Source data>
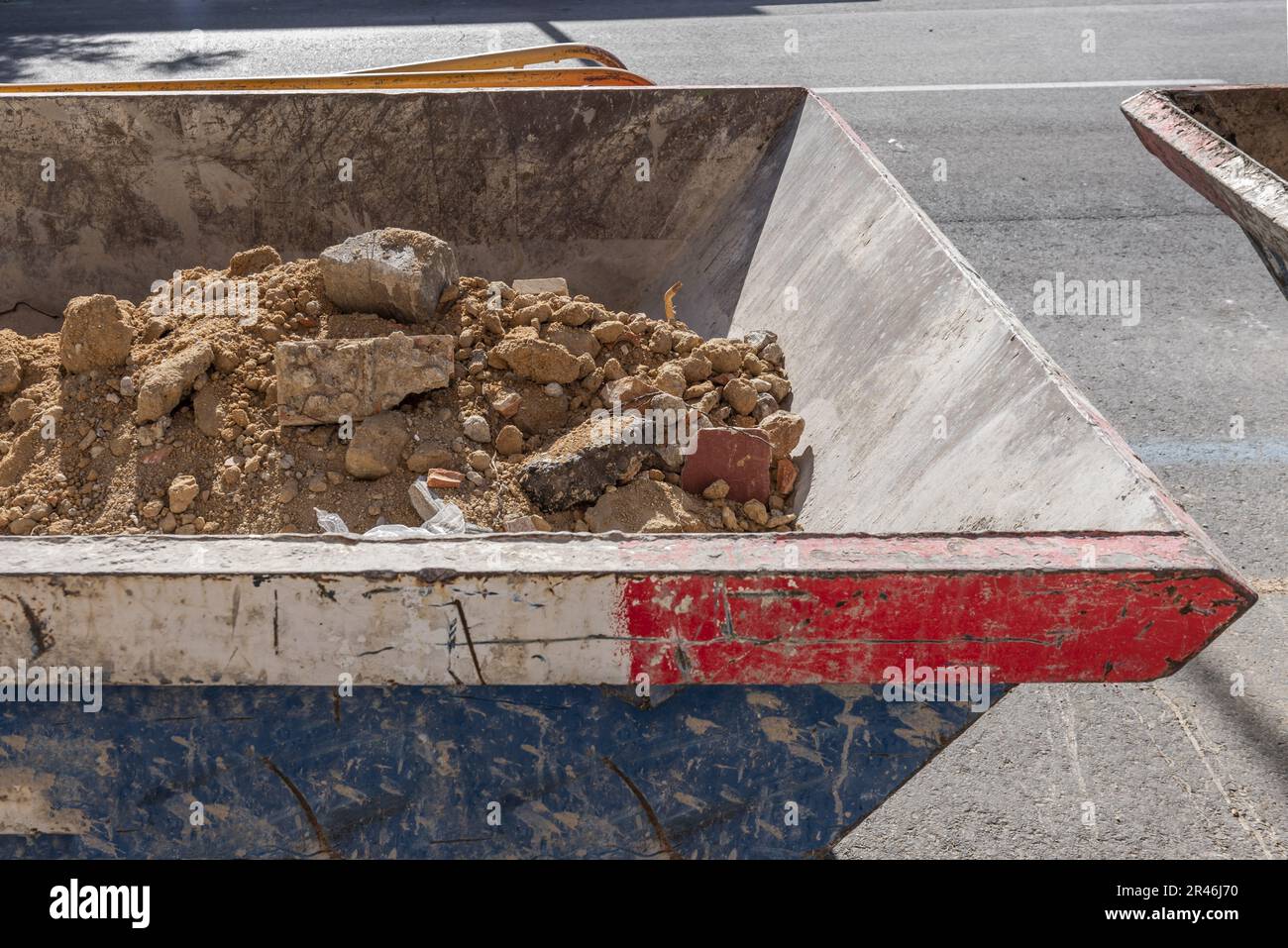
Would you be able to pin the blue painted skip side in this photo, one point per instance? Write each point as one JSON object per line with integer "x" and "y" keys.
{"x": 411, "y": 772}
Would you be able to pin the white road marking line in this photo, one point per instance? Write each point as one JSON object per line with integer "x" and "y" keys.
{"x": 1006, "y": 86}
{"x": 1266, "y": 451}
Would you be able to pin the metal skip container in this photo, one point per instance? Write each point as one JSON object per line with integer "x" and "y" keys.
{"x": 962, "y": 505}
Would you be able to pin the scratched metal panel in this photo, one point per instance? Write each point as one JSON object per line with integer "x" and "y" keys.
{"x": 1231, "y": 145}
{"x": 410, "y": 772}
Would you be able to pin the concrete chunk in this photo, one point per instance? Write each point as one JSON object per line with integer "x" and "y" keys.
{"x": 163, "y": 385}
{"x": 321, "y": 380}
{"x": 391, "y": 272}
{"x": 557, "y": 285}
{"x": 95, "y": 334}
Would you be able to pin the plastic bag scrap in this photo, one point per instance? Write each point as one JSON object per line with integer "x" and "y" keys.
{"x": 443, "y": 519}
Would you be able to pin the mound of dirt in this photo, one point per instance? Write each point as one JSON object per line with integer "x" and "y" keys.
{"x": 241, "y": 399}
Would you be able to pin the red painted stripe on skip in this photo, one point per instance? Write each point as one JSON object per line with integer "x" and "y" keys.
{"x": 1037, "y": 626}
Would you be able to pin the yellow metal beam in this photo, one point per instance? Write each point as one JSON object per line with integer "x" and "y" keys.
{"x": 509, "y": 59}
{"x": 473, "y": 78}
{"x": 501, "y": 69}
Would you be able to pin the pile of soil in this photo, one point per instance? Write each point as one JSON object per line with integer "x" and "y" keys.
{"x": 138, "y": 420}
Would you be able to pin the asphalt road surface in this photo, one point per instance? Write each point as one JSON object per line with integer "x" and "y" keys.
{"x": 1043, "y": 175}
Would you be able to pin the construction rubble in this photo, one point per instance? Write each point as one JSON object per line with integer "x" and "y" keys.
{"x": 376, "y": 385}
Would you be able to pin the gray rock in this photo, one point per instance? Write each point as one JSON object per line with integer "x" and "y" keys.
{"x": 165, "y": 384}
{"x": 391, "y": 272}
{"x": 759, "y": 339}
{"x": 477, "y": 429}
{"x": 579, "y": 467}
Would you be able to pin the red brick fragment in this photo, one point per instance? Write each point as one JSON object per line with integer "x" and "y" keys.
{"x": 737, "y": 456}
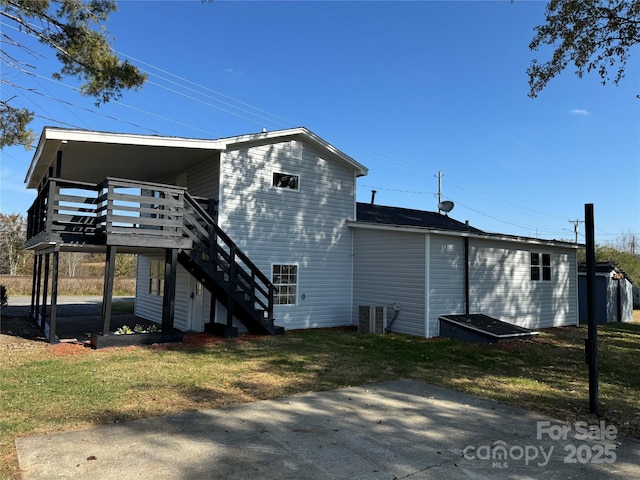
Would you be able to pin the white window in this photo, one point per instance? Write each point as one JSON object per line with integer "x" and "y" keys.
{"x": 540, "y": 267}
{"x": 286, "y": 181}
{"x": 156, "y": 277}
{"x": 285, "y": 279}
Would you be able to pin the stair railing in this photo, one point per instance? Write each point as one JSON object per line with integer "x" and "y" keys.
{"x": 211, "y": 241}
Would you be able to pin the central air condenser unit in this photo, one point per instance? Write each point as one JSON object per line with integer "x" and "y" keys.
{"x": 372, "y": 319}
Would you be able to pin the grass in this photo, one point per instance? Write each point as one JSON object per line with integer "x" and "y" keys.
{"x": 75, "y": 286}
{"x": 41, "y": 392}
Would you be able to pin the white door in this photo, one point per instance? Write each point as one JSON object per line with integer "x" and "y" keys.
{"x": 196, "y": 294}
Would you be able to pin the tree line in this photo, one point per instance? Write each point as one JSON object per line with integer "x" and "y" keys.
{"x": 15, "y": 259}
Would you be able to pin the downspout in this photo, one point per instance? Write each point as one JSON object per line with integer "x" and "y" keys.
{"x": 466, "y": 273}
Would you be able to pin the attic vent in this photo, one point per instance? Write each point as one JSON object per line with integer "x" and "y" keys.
{"x": 372, "y": 319}
{"x": 295, "y": 150}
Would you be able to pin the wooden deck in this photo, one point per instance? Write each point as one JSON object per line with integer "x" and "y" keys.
{"x": 77, "y": 215}
{"x": 121, "y": 215}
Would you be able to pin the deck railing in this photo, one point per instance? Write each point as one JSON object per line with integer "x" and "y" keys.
{"x": 114, "y": 212}
{"x": 210, "y": 241}
{"x": 143, "y": 215}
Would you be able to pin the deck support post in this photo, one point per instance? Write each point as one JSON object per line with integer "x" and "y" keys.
{"x": 107, "y": 296}
{"x": 169, "y": 294}
{"x": 54, "y": 297}
{"x": 45, "y": 286}
{"x": 35, "y": 287}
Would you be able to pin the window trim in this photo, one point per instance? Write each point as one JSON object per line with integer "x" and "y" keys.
{"x": 287, "y": 189}
{"x": 538, "y": 270}
{"x": 296, "y": 285}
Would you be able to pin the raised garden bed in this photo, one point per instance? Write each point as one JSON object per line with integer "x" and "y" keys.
{"x": 112, "y": 340}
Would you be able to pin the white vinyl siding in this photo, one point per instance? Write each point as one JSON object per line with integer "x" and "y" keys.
{"x": 305, "y": 227}
{"x": 501, "y": 286}
{"x": 446, "y": 282}
{"x": 147, "y": 306}
{"x": 388, "y": 269}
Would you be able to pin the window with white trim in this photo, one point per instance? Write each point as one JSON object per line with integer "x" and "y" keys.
{"x": 285, "y": 279}
{"x": 156, "y": 277}
{"x": 286, "y": 181}
{"x": 540, "y": 267}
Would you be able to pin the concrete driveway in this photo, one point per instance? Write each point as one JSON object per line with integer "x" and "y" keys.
{"x": 395, "y": 430}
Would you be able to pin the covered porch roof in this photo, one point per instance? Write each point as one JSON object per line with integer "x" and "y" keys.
{"x": 90, "y": 156}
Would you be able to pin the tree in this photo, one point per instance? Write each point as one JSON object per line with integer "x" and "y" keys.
{"x": 67, "y": 26}
{"x": 13, "y": 233}
{"x": 591, "y": 34}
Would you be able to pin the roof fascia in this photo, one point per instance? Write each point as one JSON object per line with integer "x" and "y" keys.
{"x": 52, "y": 133}
{"x": 454, "y": 233}
{"x": 52, "y": 139}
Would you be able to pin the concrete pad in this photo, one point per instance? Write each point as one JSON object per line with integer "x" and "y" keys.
{"x": 392, "y": 430}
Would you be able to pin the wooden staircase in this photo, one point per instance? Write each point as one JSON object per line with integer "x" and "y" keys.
{"x": 120, "y": 213}
{"x": 230, "y": 276}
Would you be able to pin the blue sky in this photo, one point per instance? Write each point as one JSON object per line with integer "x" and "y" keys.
{"x": 405, "y": 88}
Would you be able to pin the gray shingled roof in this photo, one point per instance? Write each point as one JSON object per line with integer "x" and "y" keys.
{"x": 407, "y": 217}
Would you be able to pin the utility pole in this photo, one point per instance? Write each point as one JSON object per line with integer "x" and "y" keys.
{"x": 440, "y": 175}
{"x": 575, "y": 224}
{"x": 591, "y": 343}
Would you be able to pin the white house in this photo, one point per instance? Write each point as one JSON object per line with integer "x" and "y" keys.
{"x": 263, "y": 231}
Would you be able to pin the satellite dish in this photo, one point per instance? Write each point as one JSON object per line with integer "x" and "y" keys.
{"x": 445, "y": 206}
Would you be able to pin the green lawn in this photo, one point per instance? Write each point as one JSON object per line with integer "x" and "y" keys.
{"x": 41, "y": 391}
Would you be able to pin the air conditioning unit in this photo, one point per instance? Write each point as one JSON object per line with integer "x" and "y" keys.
{"x": 372, "y": 319}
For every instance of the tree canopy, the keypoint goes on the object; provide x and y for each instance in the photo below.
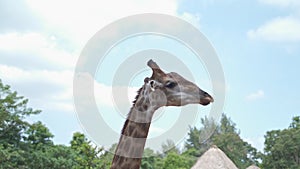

What you will do> Output each entry shown above exactly as it stands, with all pictures removed.

Task answer>
Would you be able to pin the blue painted skip side in this photo, one point per instance? Write each point as one JSON object per line with integer "x" and "y" keys.
{"x": 411, "y": 772}
Would you be able to pin the white road marking line in this photo, one point per instance? Write each point as one JSON object per line with integer "x" and "y" keys.
{"x": 1006, "y": 86}
{"x": 1266, "y": 451}
Would you be able to pin the metal skip container in this photo, one point per instance? Write each point as one JSON object per line with integer "x" and "y" keys.
{"x": 962, "y": 505}
Would you be able to pin the scratched metal panel in this photo, one point per instance? Write each point as one JSON object per line with integer "x" and "y" keys.
{"x": 1231, "y": 145}
{"x": 410, "y": 772}
Would you be able to pin the concrete chunk in this photo, one point per instance? Write each point as one JSON object per line with integer "x" and "y" keys.
{"x": 163, "y": 385}
{"x": 321, "y": 380}
{"x": 391, "y": 272}
{"x": 557, "y": 285}
{"x": 95, "y": 334}
Would you be able to pin the plastic bag scrap in this photo, one point per instance? Write each point as one JSON object per line with integer "x" and "y" keys.
{"x": 443, "y": 519}
Would you be able to pin the mound of dirt in this photo, one point per instance? Write each point as one JSON object per line with integer "x" and "y" keys.
{"x": 241, "y": 399}
Would you be able to pin the red painted stripe on skip in this photo, one point per instance? Write each point as one JSON object per line with integer "x" and "y" keys.
{"x": 1037, "y": 626}
Would you be able to pin the yellow metal beam in this photo, one point per instance? Write each point as one JSON object per line with integer "x" and "y" keys.
{"x": 509, "y": 59}
{"x": 473, "y": 78}
{"x": 501, "y": 69}
Would you be able to pin the pile of soil in this photo, one point per instance? Write each point as one JSON object per line with integer "x" and "y" keys.
{"x": 138, "y": 420}
Would you be able to pin the asphalt road surface in this photo, one point per instance? Write each point as one JSON object per line with integer "x" and "y" keys.
{"x": 1043, "y": 175}
Would you be able to pin the construction rubble in this photo, one point per instance? Write each point as one JSON object per line with integer "x" and "y" keys.
{"x": 376, "y": 385}
Would you be able to pin the gray rock in this photo, one point per instance? Write each point as one JSON object per line with integer "x" and "y" keys.
{"x": 165, "y": 384}
{"x": 391, "y": 272}
{"x": 759, "y": 339}
{"x": 477, "y": 429}
{"x": 579, "y": 467}
Would you be able to pin the red brick fragment in this photo, one point per instance? Write each point as one JSON object per line with integer "x" and "y" keys.
{"x": 737, "y": 456}
Would you be able to pin the white window in this photo, one point per instance? Write each point as one JSON object per line with integer "x" and "y" keys.
{"x": 540, "y": 267}
{"x": 286, "y": 181}
{"x": 156, "y": 277}
{"x": 285, "y": 279}
Would you be able to pin the stair railing in this photo, one point per instance? Write each point as one JSON object per line with integer "x" and "y" keys.
{"x": 211, "y": 241}
Would you be able to pin the central air condenser unit in this photo, one point per instance? Write each point as one JSON object per line with integer "x" and "y" keys.
{"x": 372, "y": 319}
Would you be able to pin the grass in this photo, one point per instance? Write each point as one JSON object per line with integer "x" and "y" keys.
{"x": 75, "y": 286}
{"x": 41, "y": 392}
Would you be able to pin the white door in this photo, one point per instance? Write each point as one JSON object per line with integer "x" and "y" keys.
{"x": 196, "y": 294}
Would you be able to pin the tree line in this photo, one point per instance? Write each point as one JSON object per line with integer "x" and "y" keys.
{"x": 15, "y": 259}
Would you be able to pin the downspout in this photo, one point per instance? Write each point as one JSON object per line with integer "x" and "y" keys.
{"x": 466, "y": 273}
Would you be able to pin the attic vent in this photo, one point per instance? Write each point as one JSON object per line with integer "x" and "y" keys.
{"x": 372, "y": 319}
{"x": 295, "y": 150}
Would you be able to pin the wooden deck in this photo, one point per instance? Write each point as one JSON object per line with integer "x" and "y" keys.
{"x": 77, "y": 215}
{"x": 121, "y": 215}
Would you be able to pin the deck railing in this photo, one point per instance? Write each point as one JSON object per line with integer "x" and "y" keys.
{"x": 114, "y": 212}
{"x": 210, "y": 241}
{"x": 143, "y": 215}
Would you be able to pin the deck support post in this photo, one point per instance? Write each point as one JSON object per line with integer "x" and "y" keys.
{"x": 107, "y": 296}
{"x": 169, "y": 294}
{"x": 54, "y": 297}
{"x": 45, "y": 286}
{"x": 35, "y": 287}
Would you be able to pin the window trim in this photo, one point per instance? Write each point as one JSON object per line with integer "x" and "y" keys.
{"x": 287, "y": 189}
{"x": 538, "y": 270}
{"x": 296, "y": 285}
Would you be able to pin the raised garden bed in this photo, one point per instance? Write each point as one JSON object per line with integer "x" and "y" keys.
{"x": 112, "y": 340}
Would you be able to pin the white vinyl siding in this photo, one point per instance? Write each point as one JSON object per line with integer "x" and "y" keys.
{"x": 305, "y": 227}
{"x": 501, "y": 286}
{"x": 446, "y": 282}
{"x": 147, "y": 306}
{"x": 388, "y": 269}
Would you be able to pin the window with white trim in this photo, one point per instance? Write each point as one JSON object per line with integer "x" and "y" keys.
{"x": 285, "y": 279}
{"x": 156, "y": 277}
{"x": 286, "y": 181}
{"x": 540, "y": 267}
Would you be able to pin the concrete driveway in this photo, one point per instance? Write each point as one JSON object per line with integer "x" and "y" keys.
{"x": 395, "y": 430}
Would you be able to pin the covered porch roof in this photo, one point per instance? Write each point as one JSON object per line with integer "x" and "y" keys.
{"x": 90, "y": 156}
Would you be able to pin the tree in this photo, one point per instance? Write each point as one JSON object per line with integer "x" and "y" keys.
{"x": 67, "y": 26}
{"x": 13, "y": 233}
{"x": 591, "y": 34}
Would you be able to pin the roof fascia in this photo, one point per instance? Write each point as one JSON object per line with integer "x" and "y" keys.
{"x": 52, "y": 133}
{"x": 454, "y": 233}
{"x": 52, "y": 139}
Would you be able to pin the concrete pad in this photo, one point per instance? Write each point as one JSON object per line with integer "x" and "y" keys.
{"x": 392, "y": 430}
Would you be able to pin the wooden staircase in this photo, one point per instance? Write each point as one JSON object per line with integer "x" and "y" keys.
{"x": 120, "y": 213}
{"x": 230, "y": 276}
Would you be able to pin the blue sky in this photo, one point per instance? Write each point as one JSON object per line with integer "x" and "y" keys.
{"x": 405, "y": 88}
Would you be able to pin the gray shingled roof in this photo, one point per instance? Write each point as one JSON object per line with integer "x" and "y" keys.
{"x": 407, "y": 217}
Would you be able to pin the utility pole in this photo, one point per instance? Write each point as one JSON object per line with integer "x" and "y" keys.
{"x": 440, "y": 175}
{"x": 575, "y": 224}
{"x": 591, "y": 343}
Would you be able to pin the white house in this photo, one point per instance? Write each point as one JSON object per line with integer "x" and "y" keys.
{"x": 263, "y": 231}
Would you be able to pin the satellite dish in this photo, one point per instance? Write each point as one JSON object per line with integer "x" and "y" keys.
{"x": 445, "y": 206}
Would you be able to pin the green lawn in this photo, one point per instance? Write each point as one JSON object per line with integer "x" and "y" keys.
{"x": 41, "y": 391}
Would you be able to pin the air conditioning unit in this photo, one point per instance? Write each point as one JSON object per line with integer "x" and "y" keys.
{"x": 372, "y": 319}
For every instance of the tree canopy, the keypoint goes on the object; provide x and y for each instance in the photo below.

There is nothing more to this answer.